Please return each line of the material below that contains the word "small", copied without changes.

# # #

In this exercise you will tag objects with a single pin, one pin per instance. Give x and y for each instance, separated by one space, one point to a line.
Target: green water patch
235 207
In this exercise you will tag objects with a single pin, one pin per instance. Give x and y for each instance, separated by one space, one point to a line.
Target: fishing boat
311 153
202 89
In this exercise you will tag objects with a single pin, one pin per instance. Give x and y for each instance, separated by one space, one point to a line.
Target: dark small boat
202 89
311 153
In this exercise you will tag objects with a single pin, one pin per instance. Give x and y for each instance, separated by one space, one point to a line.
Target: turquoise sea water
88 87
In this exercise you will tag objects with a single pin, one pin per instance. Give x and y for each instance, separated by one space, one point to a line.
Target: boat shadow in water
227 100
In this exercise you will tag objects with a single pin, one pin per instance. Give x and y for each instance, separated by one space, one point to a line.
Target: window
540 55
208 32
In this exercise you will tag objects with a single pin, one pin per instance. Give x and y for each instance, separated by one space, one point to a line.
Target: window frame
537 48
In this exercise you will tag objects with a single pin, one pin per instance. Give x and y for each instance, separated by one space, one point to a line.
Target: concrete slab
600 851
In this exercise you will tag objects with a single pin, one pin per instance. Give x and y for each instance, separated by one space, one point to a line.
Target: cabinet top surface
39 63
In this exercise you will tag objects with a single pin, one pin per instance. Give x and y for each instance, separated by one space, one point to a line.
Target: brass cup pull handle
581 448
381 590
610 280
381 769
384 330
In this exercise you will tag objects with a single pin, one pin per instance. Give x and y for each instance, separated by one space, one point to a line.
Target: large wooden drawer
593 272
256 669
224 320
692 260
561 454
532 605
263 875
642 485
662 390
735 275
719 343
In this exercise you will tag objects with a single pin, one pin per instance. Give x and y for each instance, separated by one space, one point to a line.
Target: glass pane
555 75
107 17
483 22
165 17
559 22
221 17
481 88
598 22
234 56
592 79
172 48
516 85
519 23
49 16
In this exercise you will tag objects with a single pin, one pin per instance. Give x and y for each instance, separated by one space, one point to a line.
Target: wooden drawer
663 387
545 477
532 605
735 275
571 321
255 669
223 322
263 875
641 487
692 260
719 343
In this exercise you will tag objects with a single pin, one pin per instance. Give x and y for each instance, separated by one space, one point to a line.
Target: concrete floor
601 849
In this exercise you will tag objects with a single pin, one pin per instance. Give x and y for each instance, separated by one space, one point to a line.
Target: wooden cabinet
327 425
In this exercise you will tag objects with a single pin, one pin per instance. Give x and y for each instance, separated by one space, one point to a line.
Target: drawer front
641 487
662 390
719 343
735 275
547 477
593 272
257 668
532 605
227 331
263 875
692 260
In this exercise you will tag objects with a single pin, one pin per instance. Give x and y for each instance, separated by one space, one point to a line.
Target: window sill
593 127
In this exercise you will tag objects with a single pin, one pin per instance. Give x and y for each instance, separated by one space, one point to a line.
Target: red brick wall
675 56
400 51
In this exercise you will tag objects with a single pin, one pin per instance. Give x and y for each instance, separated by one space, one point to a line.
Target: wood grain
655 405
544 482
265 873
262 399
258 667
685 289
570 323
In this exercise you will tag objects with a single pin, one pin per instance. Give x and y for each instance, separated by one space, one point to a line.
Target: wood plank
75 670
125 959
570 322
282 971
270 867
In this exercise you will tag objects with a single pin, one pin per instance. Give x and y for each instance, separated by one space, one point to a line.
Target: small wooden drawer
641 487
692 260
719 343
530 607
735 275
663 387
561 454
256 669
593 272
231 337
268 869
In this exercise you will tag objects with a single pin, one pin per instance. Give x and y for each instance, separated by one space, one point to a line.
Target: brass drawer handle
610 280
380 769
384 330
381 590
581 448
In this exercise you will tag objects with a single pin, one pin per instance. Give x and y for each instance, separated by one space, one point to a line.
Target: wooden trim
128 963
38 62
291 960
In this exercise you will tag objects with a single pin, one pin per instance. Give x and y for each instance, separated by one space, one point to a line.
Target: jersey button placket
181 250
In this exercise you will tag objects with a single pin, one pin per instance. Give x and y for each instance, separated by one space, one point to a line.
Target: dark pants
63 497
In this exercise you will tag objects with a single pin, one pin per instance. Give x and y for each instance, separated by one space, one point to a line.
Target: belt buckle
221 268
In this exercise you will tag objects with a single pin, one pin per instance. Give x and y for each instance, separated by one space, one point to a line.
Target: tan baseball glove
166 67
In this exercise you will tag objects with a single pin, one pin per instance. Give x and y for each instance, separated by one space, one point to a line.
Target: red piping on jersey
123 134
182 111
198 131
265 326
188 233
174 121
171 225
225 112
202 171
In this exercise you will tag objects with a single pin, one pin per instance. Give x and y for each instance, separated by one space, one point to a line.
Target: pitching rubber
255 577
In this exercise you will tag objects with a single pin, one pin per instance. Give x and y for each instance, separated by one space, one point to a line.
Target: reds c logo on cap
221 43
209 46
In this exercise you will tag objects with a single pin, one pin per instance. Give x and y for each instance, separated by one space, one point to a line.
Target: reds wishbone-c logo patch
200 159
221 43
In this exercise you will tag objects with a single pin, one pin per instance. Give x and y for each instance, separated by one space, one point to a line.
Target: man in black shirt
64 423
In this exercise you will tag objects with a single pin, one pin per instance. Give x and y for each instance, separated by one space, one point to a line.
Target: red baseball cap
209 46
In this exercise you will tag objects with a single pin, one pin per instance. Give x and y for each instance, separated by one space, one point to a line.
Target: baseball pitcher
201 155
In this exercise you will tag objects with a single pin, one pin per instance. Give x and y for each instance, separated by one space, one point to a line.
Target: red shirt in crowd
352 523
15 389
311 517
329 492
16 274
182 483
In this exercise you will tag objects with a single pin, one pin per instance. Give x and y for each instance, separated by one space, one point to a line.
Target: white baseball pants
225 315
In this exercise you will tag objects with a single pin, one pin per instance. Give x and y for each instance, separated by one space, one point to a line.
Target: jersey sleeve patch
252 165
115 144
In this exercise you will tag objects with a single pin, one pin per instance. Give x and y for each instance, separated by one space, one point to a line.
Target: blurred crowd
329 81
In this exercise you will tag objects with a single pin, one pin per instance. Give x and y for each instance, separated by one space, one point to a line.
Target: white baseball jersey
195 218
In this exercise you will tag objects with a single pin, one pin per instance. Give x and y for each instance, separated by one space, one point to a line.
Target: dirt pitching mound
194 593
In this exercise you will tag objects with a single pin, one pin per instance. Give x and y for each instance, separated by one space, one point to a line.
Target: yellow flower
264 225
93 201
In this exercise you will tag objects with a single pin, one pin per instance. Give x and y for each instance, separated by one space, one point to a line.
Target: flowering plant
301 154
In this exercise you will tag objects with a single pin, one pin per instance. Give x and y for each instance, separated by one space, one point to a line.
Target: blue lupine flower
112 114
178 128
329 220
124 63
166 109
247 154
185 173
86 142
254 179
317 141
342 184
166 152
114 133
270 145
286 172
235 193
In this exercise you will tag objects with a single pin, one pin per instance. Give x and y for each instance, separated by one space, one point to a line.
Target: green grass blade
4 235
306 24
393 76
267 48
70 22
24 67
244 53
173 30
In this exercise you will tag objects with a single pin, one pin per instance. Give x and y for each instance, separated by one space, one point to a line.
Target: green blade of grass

# # #

## [COMPLETED TASK]
Target: dark small boat
Target: small wooden drawer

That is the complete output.